> [YOUR TASK]: Rewrite everything in the material below from the line containing "I challenge you to locate sandy" down to the line containing "[597,104,615,118]" as a Markdown table with the columns Row and Line, numbering each line and skipping blank ones.

-------

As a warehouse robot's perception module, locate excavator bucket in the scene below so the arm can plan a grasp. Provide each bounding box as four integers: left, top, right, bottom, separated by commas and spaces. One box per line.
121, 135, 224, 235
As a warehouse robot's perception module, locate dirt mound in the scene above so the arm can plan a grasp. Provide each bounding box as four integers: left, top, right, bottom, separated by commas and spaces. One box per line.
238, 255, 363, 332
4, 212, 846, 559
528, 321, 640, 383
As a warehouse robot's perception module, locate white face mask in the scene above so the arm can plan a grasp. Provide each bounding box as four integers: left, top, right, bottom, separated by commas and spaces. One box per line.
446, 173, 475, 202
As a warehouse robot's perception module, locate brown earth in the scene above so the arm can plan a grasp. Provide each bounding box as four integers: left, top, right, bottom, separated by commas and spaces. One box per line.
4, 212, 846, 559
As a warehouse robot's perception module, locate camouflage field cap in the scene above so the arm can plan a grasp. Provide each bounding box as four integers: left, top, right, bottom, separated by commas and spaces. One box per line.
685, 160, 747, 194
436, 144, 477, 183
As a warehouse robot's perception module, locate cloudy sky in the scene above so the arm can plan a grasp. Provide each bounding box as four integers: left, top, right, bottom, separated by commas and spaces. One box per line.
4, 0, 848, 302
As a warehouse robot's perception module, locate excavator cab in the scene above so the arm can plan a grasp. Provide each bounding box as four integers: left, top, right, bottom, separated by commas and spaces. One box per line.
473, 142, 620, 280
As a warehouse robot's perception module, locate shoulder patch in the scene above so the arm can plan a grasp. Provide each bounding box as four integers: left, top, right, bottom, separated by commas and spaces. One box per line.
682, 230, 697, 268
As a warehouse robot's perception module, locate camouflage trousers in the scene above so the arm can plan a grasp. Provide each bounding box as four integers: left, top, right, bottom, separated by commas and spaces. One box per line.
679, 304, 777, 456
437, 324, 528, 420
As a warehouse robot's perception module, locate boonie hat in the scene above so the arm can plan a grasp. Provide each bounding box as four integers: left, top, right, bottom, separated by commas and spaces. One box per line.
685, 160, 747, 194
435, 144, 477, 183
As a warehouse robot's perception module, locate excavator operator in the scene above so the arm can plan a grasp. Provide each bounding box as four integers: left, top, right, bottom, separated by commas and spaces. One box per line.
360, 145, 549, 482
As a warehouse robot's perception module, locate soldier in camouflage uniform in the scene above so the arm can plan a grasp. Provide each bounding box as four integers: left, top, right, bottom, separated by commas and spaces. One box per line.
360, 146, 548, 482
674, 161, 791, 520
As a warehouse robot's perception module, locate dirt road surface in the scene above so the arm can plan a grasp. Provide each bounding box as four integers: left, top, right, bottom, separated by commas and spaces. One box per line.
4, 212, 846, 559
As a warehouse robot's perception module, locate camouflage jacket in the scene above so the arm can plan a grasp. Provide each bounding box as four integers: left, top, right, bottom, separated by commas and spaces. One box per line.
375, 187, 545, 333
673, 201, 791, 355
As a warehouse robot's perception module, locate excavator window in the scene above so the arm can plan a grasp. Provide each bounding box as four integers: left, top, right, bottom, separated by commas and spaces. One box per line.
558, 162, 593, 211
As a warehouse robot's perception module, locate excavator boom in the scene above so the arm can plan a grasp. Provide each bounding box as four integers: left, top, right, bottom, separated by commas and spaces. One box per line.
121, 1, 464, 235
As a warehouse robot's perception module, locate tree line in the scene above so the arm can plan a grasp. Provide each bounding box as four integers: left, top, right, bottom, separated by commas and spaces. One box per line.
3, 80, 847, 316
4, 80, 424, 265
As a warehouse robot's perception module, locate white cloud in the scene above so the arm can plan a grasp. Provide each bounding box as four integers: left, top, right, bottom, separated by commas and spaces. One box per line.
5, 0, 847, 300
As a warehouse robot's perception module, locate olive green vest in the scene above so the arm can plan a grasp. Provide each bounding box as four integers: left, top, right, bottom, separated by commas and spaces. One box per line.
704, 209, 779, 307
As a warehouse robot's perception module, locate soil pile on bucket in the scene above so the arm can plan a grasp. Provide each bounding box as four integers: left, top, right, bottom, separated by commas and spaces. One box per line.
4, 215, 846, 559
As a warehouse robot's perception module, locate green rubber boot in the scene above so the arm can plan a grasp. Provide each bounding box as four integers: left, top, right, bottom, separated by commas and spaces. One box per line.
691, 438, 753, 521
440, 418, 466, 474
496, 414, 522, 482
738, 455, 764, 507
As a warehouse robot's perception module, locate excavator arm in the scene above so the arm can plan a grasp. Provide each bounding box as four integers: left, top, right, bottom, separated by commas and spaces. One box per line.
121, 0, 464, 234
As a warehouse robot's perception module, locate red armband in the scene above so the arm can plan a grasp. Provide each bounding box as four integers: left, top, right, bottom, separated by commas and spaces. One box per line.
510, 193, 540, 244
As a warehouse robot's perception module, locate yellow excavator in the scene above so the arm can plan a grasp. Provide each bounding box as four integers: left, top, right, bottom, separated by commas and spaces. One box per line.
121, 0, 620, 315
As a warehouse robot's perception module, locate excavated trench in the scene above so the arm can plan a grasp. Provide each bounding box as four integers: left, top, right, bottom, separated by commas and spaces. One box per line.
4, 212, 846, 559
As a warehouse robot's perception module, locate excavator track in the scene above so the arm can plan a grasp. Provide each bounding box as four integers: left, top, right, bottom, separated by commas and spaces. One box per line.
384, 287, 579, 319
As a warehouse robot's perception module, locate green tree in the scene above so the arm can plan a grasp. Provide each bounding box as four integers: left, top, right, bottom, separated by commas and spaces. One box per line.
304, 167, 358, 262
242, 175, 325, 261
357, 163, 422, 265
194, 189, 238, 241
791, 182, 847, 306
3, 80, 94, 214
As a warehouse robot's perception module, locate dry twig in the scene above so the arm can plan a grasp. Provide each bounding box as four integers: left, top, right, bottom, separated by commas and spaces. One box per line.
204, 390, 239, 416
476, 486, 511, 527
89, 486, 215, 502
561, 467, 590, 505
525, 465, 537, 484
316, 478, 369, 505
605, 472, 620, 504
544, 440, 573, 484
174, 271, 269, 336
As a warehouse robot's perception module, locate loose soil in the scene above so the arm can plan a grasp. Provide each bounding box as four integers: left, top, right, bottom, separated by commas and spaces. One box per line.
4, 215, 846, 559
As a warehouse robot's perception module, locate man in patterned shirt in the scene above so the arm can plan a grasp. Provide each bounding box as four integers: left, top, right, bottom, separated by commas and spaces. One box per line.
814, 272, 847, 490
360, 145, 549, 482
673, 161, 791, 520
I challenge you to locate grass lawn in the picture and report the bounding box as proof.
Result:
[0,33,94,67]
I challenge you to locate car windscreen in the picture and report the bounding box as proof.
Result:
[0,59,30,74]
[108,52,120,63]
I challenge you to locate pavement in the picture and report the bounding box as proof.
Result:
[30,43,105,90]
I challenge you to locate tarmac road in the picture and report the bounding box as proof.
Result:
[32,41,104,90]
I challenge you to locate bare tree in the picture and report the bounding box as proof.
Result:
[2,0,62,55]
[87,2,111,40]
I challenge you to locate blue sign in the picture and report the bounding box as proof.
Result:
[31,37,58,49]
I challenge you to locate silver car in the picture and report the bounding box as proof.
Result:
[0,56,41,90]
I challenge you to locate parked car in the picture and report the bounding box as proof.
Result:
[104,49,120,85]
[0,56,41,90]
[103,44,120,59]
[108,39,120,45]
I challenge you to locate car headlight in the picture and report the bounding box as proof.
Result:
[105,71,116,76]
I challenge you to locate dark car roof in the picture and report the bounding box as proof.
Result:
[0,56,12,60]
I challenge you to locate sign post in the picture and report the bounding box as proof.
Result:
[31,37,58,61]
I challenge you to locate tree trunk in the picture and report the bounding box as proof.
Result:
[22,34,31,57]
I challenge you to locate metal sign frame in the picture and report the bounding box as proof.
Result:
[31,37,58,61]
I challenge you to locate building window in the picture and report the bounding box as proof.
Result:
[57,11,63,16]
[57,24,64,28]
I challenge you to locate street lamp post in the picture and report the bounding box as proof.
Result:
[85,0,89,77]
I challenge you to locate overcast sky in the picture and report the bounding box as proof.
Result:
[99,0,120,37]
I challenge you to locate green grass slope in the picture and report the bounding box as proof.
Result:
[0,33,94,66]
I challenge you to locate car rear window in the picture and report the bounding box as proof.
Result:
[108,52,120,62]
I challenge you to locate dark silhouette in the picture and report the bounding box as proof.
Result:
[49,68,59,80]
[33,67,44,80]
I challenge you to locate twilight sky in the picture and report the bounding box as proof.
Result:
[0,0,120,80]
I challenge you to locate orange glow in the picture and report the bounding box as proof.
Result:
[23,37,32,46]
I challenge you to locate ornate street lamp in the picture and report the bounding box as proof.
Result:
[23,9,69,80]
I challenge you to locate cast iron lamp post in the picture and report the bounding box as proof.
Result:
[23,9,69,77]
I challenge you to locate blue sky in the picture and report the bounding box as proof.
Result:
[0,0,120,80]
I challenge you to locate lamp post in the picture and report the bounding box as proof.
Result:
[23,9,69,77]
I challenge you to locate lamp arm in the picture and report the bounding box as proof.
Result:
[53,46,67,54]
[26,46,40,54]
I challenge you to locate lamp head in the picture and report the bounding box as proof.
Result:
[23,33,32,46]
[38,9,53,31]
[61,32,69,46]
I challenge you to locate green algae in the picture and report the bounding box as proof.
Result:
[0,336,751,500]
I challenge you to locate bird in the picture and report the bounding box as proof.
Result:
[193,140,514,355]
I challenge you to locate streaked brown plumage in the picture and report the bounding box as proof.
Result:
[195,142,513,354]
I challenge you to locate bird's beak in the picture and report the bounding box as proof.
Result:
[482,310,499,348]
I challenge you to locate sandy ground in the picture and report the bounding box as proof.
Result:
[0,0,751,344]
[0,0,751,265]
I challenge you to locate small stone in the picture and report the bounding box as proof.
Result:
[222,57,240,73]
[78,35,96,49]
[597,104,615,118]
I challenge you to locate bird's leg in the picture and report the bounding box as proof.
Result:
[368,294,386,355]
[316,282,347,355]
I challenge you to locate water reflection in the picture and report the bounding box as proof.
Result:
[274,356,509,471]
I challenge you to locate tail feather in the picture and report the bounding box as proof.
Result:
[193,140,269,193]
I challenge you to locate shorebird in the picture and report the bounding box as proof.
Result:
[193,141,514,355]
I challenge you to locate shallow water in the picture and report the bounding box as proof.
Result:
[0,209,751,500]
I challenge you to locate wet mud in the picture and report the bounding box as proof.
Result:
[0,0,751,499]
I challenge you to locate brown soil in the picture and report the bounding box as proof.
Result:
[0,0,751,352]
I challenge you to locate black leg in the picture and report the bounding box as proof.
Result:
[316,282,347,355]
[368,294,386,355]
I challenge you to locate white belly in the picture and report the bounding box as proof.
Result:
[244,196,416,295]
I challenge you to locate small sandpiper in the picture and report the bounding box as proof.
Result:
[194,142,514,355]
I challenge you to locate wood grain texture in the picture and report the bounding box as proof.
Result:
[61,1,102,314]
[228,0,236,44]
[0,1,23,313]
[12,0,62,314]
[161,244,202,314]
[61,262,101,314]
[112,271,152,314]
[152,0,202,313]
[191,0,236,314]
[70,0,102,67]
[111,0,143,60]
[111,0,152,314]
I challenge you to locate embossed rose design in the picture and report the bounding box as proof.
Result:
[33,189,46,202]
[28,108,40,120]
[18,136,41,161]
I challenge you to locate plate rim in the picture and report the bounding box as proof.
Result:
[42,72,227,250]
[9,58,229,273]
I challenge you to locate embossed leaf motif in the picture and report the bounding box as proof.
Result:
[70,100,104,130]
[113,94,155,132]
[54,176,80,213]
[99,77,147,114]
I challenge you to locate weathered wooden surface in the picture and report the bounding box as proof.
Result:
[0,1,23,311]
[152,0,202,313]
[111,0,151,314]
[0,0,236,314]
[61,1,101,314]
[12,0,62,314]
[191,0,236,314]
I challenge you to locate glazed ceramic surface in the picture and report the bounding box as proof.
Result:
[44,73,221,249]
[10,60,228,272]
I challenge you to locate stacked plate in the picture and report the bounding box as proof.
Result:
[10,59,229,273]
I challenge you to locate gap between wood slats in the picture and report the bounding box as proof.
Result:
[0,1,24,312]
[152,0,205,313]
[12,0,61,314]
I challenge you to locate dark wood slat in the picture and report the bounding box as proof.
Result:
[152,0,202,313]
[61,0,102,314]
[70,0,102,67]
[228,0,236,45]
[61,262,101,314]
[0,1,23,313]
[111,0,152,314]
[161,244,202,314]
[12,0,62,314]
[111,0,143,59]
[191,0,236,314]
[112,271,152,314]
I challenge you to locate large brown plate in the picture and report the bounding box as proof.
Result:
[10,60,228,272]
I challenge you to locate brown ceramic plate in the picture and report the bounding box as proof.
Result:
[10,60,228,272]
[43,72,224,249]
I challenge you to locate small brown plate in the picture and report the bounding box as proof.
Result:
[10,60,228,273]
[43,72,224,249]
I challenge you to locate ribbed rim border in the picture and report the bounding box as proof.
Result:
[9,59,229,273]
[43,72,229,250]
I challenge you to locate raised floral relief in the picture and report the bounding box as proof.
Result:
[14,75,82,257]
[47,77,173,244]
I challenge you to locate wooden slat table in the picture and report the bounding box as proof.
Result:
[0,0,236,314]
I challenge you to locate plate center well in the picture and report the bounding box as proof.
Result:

-------

> [RESULT BELOW]:
| Row | Line |
|---|---|
| 1 | I challenge you to locate sandy ground in the picture and report the bounding box as proof. |
| 2 | Result: |
| 3 | [0,0,751,344] |
| 4 | [0,0,751,265] |
| 5 | I challenge you to locate small stone in the picture and report the bounding box as proof. |
| 6 | Result: |
| 7 | [222,57,240,73] |
| 8 | [78,35,96,49] |
| 9 | [597,104,615,118] |